Records from a data collection:
--- --- ---

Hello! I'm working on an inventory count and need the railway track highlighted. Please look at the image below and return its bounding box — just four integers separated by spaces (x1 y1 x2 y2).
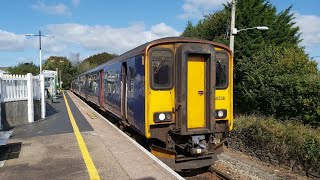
209 166 232 180
77 95 232 180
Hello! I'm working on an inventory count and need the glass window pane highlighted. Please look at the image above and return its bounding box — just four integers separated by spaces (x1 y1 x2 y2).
216 52 229 89
151 49 173 89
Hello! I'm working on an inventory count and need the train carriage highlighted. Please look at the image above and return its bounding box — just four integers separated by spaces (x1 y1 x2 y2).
72 37 233 170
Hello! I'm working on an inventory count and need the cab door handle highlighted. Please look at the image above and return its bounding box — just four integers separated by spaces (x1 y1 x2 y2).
198 91 203 96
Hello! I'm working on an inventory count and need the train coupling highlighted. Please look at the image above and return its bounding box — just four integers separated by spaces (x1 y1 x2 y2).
189 135 208 155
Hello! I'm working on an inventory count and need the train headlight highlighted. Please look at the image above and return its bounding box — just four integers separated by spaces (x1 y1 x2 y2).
215 109 227 119
153 112 172 123
218 110 223 118
159 113 166 121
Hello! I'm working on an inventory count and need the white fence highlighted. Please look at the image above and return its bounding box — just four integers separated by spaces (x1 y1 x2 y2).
0 73 46 129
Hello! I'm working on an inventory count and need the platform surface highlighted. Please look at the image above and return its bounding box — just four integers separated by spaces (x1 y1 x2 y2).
0 91 182 180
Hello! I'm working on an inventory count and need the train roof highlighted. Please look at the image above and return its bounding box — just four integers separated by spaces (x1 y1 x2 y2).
78 37 231 76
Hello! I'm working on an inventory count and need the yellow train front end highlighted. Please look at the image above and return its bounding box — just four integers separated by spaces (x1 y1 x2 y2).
143 38 232 171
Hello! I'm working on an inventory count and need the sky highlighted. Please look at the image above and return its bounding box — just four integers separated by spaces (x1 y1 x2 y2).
0 0 320 67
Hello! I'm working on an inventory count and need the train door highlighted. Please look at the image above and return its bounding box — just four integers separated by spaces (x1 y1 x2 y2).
187 54 206 128
99 69 104 108
121 62 128 121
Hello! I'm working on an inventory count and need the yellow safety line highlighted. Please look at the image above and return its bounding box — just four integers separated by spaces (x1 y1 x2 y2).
63 92 100 180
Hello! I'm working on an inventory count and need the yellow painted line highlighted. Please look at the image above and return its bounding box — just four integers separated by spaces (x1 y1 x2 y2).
63 92 100 180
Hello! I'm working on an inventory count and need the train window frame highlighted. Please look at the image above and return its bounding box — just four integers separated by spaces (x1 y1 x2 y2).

--- --- ---

### Written request:
Rewrite the listing above, changing every "inventory count" to "stock check" and leaving everything else as it is. Leave the pictures out of your answer.

### Exercise answer:
Hello! I'm working on an stock check and need the railway track highlighted. Please look at the image below and return its bounding box — just four integers separated by spaces (x1 y1 x2 y2).
209 166 232 180
77 95 232 180
Hello! I'm working on an stock check and need the glass window pane highlighted. Please look at the image above and return its bounding box — just four integers separated by spaces (x1 y1 x2 y2).
216 52 229 89
151 49 173 89
Hello! I'm working on an stock check and need the train carriage highlighted. Please look at the image above and return its bounding box — just four integers separated by spaces (x1 y1 x2 y2).
72 37 233 170
Hello! I'm working on an stock check and need the cab door handle highlighted. Please look at the image above and return its bounding box — just four integers separated by spaces (x1 y1 x2 y2).
198 91 203 96
Hello! I'm working on an stock check and need the train coupling highlighted. Please look at the image above and return its bounding box — just four integers separated by spaces (x1 y1 x2 y2).
189 135 208 155
Hello! I'm working on an stock check and need the train headlight highlighted. Please look at the image above and return its bounding box — just four integers separated by spaces (x1 y1 x2 y2).
215 109 227 119
153 112 172 123
218 110 223 118
159 113 166 121
Hello! I'm working on an stock check and need the white fence highlighted. Please look at the image above and return its bounding box — just four integers separated by spaces (x1 y1 x2 y2).
0 73 46 129
Hello! I'm working on an stock check and need the platform surface highlighted. Please look at the image above and return its bounding box — just four integers separated by spaces (x1 y1 x2 y2).
0 91 182 180
Hello! I'm working on an stock check and need the train roof highlighted. Please look at the image above and return its bounding box — just four integers separated by spaces (x1 y1 x2 y2).
78 37 231 76
Hello! I'm working on an stock check and need the yellow train front end highlighted. Please look at the image above and return its bounding box — just four integers separated by spaces (x1 y1 x2 y2).
143 38 232 171
Hello! I'm working on an stock check and need the sky highlighted. Please look at the image above and return its bounding box — just four integers separated by spaces (x1 y1 x2 y2).
0 0 320 67
Hello! I'm working on an stock check and need the train door highlighted. Please look at the image above and return its bounding box — just four integers separated by spaces (x1 y1 x2 y2).
187 54 206 128
99 69 104 108
121 62 128 121
Hello! I'm working on an stock check and need the yellow safety line highlighted. Please look at the image above and return its bounding box — just four integers separated by spaces (x1 y1 x2 y2).
63 92 100 180
Hello! I'm working on an stock check and need the yellow painted line highlighted. Please look at the image above and return its bounding box — just four integers separated by spaces (x1 y1 x2 y2).
63 92 100 180
Hello! I'm working on an stock check and need the train window frame highlighted. Please look at the image above and return its bounding box — just four integers separated by spaces (x1 y1 x2 y2).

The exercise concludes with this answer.